• **Exercise aim**: Lines before the one containing "of the hooded" are excluded. Repeat that line and every line after it, exactly.

[Object point labels]
• • • • • • •
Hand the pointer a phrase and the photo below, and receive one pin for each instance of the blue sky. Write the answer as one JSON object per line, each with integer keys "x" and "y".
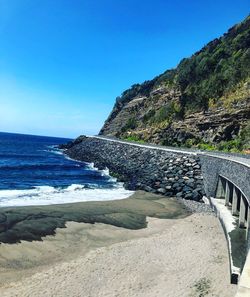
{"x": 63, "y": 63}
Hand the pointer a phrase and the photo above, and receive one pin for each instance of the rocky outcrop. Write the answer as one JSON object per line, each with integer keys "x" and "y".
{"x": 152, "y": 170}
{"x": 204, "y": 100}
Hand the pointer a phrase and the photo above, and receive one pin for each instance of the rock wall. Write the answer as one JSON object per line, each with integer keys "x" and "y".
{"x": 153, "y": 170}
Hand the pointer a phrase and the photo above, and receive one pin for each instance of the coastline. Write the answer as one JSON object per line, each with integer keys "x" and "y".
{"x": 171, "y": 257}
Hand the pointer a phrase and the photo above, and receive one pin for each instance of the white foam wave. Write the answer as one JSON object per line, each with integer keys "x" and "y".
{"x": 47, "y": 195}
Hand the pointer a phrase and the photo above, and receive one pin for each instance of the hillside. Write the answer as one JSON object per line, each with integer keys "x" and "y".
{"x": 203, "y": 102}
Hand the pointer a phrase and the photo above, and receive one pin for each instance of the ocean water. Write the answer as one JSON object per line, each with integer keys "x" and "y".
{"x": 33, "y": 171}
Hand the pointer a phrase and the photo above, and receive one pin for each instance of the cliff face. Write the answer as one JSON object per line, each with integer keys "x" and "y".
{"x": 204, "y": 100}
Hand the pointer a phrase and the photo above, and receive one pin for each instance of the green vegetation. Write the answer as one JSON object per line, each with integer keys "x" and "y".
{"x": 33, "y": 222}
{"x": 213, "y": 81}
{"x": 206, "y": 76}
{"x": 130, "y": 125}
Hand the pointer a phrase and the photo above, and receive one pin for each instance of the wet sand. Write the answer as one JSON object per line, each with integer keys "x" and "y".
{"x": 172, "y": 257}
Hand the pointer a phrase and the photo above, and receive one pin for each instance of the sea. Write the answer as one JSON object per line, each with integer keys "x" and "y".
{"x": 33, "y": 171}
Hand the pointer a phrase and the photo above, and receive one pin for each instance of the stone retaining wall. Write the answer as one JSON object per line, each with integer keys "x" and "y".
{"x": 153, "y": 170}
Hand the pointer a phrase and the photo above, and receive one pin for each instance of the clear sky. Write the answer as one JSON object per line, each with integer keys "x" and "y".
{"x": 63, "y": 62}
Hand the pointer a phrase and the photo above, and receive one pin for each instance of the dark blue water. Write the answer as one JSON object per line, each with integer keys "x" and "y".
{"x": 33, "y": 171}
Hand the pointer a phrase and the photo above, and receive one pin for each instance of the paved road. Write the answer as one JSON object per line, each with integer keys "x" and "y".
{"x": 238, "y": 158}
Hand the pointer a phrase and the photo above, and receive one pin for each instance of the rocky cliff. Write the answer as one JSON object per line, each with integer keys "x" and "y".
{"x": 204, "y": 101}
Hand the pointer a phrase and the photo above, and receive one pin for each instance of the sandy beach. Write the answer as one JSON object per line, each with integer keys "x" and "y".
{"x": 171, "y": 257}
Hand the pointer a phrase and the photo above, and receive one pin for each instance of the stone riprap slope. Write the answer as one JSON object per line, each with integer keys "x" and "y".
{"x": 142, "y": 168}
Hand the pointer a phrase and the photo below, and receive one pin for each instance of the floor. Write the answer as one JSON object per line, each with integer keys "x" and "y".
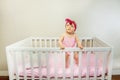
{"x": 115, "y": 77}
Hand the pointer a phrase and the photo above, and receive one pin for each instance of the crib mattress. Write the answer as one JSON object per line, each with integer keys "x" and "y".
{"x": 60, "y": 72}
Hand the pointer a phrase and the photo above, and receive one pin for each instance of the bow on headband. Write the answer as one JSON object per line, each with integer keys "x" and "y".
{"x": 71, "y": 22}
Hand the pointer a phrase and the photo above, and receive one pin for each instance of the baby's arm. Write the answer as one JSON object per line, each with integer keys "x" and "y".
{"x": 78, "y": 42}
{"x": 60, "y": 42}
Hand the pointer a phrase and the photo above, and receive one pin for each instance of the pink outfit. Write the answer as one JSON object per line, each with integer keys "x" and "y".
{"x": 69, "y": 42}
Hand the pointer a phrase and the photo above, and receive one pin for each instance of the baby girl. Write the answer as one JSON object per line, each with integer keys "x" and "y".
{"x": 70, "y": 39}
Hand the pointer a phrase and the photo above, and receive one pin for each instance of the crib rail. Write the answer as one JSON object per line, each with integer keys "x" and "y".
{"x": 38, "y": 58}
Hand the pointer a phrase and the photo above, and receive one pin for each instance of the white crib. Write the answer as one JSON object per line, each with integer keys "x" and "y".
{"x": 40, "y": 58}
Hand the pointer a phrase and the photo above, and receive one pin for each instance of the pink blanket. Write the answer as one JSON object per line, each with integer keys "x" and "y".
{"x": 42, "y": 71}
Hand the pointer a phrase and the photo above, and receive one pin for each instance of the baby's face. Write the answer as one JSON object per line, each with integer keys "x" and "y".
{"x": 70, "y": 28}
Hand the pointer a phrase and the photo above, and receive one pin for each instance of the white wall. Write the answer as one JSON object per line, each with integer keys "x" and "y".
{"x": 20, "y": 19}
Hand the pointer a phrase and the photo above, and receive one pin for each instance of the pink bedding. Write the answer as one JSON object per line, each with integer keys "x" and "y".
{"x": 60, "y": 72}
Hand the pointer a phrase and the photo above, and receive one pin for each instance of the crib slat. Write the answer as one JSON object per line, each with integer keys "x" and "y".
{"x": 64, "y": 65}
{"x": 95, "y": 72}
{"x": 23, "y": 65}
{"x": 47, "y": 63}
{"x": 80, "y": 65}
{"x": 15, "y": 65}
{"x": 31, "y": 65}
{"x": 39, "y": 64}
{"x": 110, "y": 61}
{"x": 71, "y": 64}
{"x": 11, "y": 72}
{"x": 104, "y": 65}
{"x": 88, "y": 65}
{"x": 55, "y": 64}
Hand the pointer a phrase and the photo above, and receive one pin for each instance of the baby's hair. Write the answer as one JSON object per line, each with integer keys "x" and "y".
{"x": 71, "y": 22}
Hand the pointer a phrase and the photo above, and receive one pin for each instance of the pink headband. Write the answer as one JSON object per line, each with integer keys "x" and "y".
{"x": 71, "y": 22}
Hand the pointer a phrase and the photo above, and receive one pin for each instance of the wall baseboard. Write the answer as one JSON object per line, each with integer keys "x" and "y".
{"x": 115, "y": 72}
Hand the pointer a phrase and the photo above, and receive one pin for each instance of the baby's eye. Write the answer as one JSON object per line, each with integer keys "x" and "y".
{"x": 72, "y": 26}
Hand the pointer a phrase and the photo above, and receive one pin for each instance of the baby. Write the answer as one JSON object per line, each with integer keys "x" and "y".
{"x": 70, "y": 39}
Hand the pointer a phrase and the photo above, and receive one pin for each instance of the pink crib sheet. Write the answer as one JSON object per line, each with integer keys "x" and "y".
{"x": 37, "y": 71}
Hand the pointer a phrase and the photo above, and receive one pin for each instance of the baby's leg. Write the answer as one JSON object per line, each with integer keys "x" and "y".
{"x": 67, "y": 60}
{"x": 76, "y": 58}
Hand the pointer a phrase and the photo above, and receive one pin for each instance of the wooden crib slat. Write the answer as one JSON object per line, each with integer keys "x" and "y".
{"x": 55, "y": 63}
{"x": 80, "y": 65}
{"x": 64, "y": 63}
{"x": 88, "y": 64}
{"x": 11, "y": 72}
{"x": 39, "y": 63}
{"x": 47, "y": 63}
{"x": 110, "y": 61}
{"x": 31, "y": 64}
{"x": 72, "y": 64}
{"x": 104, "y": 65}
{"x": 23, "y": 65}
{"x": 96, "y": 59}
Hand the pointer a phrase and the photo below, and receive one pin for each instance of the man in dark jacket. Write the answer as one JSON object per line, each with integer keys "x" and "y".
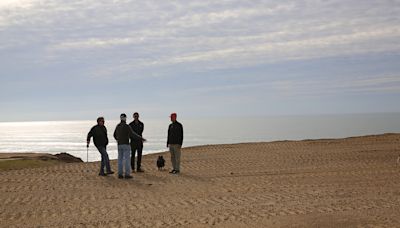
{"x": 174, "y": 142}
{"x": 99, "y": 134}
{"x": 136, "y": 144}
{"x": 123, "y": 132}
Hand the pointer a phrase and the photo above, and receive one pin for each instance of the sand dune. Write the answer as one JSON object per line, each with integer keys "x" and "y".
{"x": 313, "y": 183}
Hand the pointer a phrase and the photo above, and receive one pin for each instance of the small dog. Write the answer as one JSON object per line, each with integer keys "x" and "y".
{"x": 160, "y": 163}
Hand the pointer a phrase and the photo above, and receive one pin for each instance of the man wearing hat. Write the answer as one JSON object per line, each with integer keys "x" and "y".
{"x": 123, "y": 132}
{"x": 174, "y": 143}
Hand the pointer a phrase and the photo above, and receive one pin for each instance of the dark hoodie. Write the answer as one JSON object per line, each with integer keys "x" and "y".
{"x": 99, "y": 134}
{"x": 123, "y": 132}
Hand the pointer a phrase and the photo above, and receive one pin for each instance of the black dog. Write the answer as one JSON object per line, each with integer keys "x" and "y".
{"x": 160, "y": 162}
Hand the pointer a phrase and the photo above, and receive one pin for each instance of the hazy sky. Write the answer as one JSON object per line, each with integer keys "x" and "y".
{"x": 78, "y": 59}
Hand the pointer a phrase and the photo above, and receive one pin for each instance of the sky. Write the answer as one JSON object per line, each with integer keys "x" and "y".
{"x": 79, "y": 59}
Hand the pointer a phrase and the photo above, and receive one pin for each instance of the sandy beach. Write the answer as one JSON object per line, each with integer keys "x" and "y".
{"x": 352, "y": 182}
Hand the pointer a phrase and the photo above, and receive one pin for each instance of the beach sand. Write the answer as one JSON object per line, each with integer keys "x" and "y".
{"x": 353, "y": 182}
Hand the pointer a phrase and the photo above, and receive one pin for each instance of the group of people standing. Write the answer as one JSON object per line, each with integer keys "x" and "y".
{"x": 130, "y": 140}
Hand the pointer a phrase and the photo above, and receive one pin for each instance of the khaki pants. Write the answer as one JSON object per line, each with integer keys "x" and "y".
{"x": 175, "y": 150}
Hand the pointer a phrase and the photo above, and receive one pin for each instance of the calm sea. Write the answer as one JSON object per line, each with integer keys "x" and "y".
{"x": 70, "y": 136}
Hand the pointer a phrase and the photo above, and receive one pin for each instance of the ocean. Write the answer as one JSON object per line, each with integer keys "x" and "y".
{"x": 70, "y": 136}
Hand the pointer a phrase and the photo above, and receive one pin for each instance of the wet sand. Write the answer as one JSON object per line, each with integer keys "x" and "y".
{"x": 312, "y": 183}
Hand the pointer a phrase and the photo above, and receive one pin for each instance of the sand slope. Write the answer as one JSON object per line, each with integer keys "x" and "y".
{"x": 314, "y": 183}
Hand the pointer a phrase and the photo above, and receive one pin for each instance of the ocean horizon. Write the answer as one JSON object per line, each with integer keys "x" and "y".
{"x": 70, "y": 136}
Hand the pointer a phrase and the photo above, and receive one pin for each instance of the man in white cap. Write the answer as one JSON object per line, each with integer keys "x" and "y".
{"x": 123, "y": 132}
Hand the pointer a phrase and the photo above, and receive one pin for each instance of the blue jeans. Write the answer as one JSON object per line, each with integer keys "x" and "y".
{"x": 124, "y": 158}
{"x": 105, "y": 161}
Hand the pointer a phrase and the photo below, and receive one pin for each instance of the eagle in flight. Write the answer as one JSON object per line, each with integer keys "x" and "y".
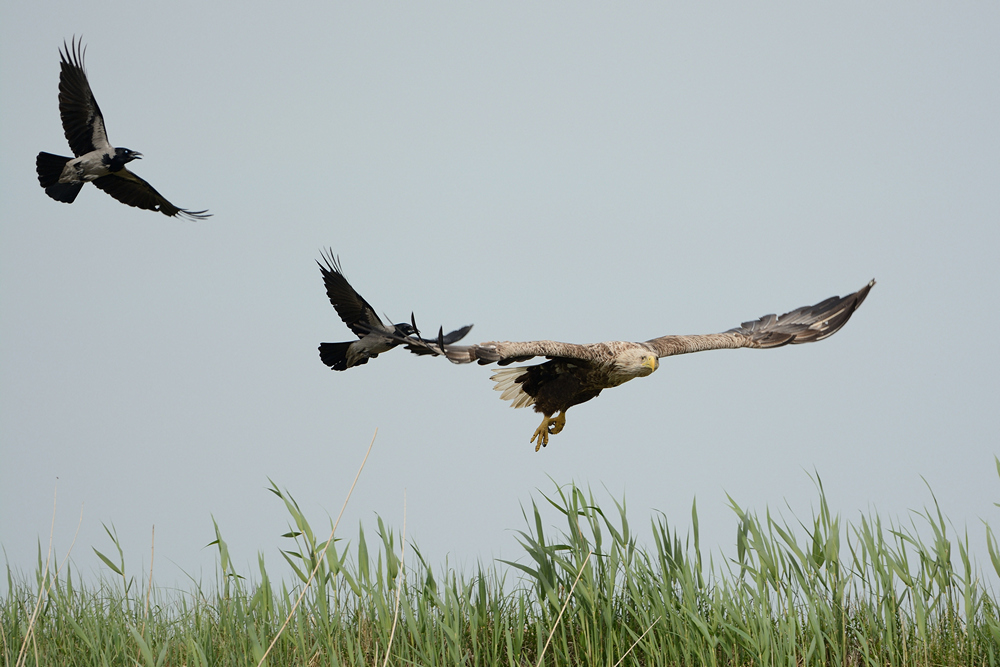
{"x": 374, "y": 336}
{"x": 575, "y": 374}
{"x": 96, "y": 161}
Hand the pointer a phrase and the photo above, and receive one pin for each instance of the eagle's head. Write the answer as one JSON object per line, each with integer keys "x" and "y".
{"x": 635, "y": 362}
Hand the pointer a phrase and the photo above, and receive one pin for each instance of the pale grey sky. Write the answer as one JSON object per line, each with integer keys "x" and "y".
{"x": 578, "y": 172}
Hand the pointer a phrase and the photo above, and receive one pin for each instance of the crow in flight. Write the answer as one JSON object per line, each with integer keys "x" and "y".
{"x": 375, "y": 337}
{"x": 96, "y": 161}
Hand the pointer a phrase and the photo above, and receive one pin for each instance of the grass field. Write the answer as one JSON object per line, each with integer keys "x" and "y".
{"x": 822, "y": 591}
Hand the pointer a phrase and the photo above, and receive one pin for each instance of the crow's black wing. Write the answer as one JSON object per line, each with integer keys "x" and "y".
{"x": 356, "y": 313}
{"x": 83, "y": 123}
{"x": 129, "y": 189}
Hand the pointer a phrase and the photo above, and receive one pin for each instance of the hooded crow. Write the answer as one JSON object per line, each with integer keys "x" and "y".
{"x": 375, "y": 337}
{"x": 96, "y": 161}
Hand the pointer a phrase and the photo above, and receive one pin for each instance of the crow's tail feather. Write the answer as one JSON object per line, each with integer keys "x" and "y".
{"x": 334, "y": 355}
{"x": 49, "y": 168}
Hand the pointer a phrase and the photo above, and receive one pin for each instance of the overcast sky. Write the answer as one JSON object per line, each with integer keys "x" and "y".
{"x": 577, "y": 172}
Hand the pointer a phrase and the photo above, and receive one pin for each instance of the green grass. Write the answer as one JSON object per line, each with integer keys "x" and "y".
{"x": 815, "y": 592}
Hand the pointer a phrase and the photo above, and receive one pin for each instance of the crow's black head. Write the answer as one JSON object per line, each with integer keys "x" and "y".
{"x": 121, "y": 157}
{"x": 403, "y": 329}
• • • • • • •
• **Result**:
Hand the pointer a phrase and the photo above, and receive one pin for each instance of the hooded crow. Write the answer as one JSON object per line, each with integer keys "x" and "y".
{"x": 375, "y": 337}
{"x": 96, "y": 161}
Hand the pointer a phrase and the photo above, and receive one pin for each instance of the crow's tail feather. Write the answer as one JSON object per line, each with integer keys "x" and "y".
{"x": 334, "y": 355}
{"x": 49, "y": 168}
Hand the pointer a phrase and the photo above, and receive one pin for each instance of the overcast sky. Write the answer as one JSON object per line, each with integer keys "x" and "y".
{"x": 577, "y": 172}
Hand the pointer a phrase and the photo above, and receive one pin for each instance of the green grass. Write the answer as one JSON object per line, each with integer keys "x" and "y".
{"x": 815, "y": 592}
Hand the pointer a phrase and the photo above, and receive one pin for each instance of the crow's black head. Write the answer as one JSON object per line, each with integer keys "x" and "y".
{"x": 121, "y": 157}
{"x": 403, "y": 329}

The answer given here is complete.